§ TASK OBJECTIVE
Below are the records; collect from them each line containing the string "instance".

═══ RECORDED INFORMATION ═══

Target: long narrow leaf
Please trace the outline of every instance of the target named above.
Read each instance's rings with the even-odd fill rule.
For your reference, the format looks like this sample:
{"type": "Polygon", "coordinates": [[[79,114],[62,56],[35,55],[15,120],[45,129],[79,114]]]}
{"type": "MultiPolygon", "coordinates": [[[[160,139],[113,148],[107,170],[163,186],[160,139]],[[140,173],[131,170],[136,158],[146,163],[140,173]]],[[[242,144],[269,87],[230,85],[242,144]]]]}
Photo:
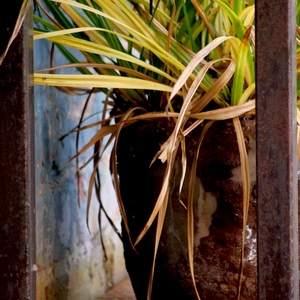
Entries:
{"type": "Polygon", "coordinates": [[[181,89],[181,87],[185,84],[189,76],[192,74],[196,66],[200,64],[200,62],[217,46],[221,43],[225,42],[226,40],[230,39],[231,37],[218,37],[214,39],[210,44],[208,44],[205,48],[199,51],[190,63],[186,66],[185,70],[182,72],[181,76],[179,77],[178,81],[175,83],[173,91],[170,95],[170,100],[177,94],[177,92],[181,89]]]}
{"type": "Polygon", "coordinates": [[[238,38],[241,40],[245,34],[245,29],[243,24],[239,20],[236,13],[232,10],[232,8],[228,5],[227,1],[225,0],[214,0],[218,5],[226,12],[228,17],[230,18],[232,25],[236,31],[238,38]]]}
{"type": "Polygon", "coordinates": [[[197,171],[197,161],[199,157],[199,151],[202,144],[202,141],[208,131],[208,129],[211,127],[211,125],[214,123],[214,121],[208,122],[205,127],[202,130],[197,150],[194,156],[194,161],[192,164],[191,174],[190,174],[190,182],[189,182],[189,193],[188,193],[188,205],[187,205],[187,230],[188,230],[188,257],[189,257],[189,265],[191,270],[191,277],[194,285],[194,289],[197,295],[197,298],[199,300],[200,296],[196,287],[195,282],[195,273],[194,273],[194,189],[195,189],[195,179],[196,179],[196,171],[197,171]]]}
{"type": "Polygon", "coordinates": [[[244,90],[244,78],[245,78],[245,68],[247,63],[248,55],[248,38],[250,35],[251,27],[246,31],[242,42],[240,44],[240,49],[236,62],[236,71],[233,76],[233,86],[231,91],[231,105],[237,105],[240,101],[244,90]]]}
{"type": "MultiPolygon", "coordinates": [[[[44,33],[44,34],[40,34],[36,36],[36,39],[39,38],[47,38],[49,41],[52,41],[54,43],[58,43],[58,44],[62,44],[64,46],[69,46],[75,49],[78,49],[80,51],[83,52],[89,52],[89,53],[94,53],[94,54],[98,54],[98,55],[104,55],[106,57],[110,57],[112,59],[116,58],[116,59],[122,59],[125,61],[129,61],[132,62],[134,64],[137,64],[141,67],[144,67],[150,71],[153,71],[157,74],[160,74],[166,78],[168,78],[170,81],[174,81],[174,79],[169,76],[167,73],[165,73],[164,71],[150,65],[147,64],[146,62],[135,58],[132,55],[129,55],[127,53],[123,53],[120,52],[118,50],[115,49],[111,49],[110,47],[106,47],[106,46],[102,46],[102,45],[98,45],[95,44],[93,42],[89,42],[89,41],[84,41],[81,39],[77,39],[74,37],[70,37],[70,36],[64,36],[63,34],[65,33],[72,33],[72,32],[79,32],[79,31],[84,31],[84,30],[95,30],[95,28],[81,28],[81,29],[68,29],[65,31],[60,31],[59,33],[57,32],[53,32],[53,33],[44,33]]],[[[101,30],[99,28],[99,30],[101,30]]],[[[129,39],[129,38],[128,38],[129,39]]]]}
{"type": "Polygon", "coordinates": [[[35,73],[34,83],[49,86],[141,89],[171,92],[172,87],[139,78],[106,75],[65,75],[35,73]]]}
{"type": "Polygon", "coordinates": [[[239,147],[239,154],[241,160],[241,172],[242,172],[242,186],[243,186],[243,234],[242,234],[242,251],[241,251],[241,264],[239,273],[239,286],[238,286],[238,300],[241,295],[242,278],[244,269],[244,256],[245,256],[245,238],[246,238],[246,226],[248,222],[248,212],[250,203],[250,172],[248,155],[245,145],[245,138],[241,126],[241,122],[238,118],[233,118],[233,124],[236,131],[237,142],[239,147]]]}
{"type": "MultiPolygon", "coordinates": [[[[19,12],[19,15],[18,15],[18,18],[17,18],[17,21],[16,21],[16,24],[15,24],[15,27],[14,27],[14,30],[12,32],[12,35],[11,37],[9,38],[8,40],[8,43],[7,43],[7,46],[4,50],[4,52],[2,53],[2,55],[0,56],[0,65],[2,64],[12,42],[15,40],[15,38],[17,37],[22,25],[23,25],[23,22],[24,22],[24,19],[26,17],[26,14],[27,14],[27,11],[29,9],[31,5],[31,0],[23,0],[23,3],[22,3],[22,6],[20,8],[20,12],[19,12]]],[[[4,9],[4,8],[2,8],[4,9]]]]}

═══

§ RESULT FOR THIS EXERCISE
Please trace the outline of every instance of the target named above.
Read each instance's rings with the even-odd fill rule.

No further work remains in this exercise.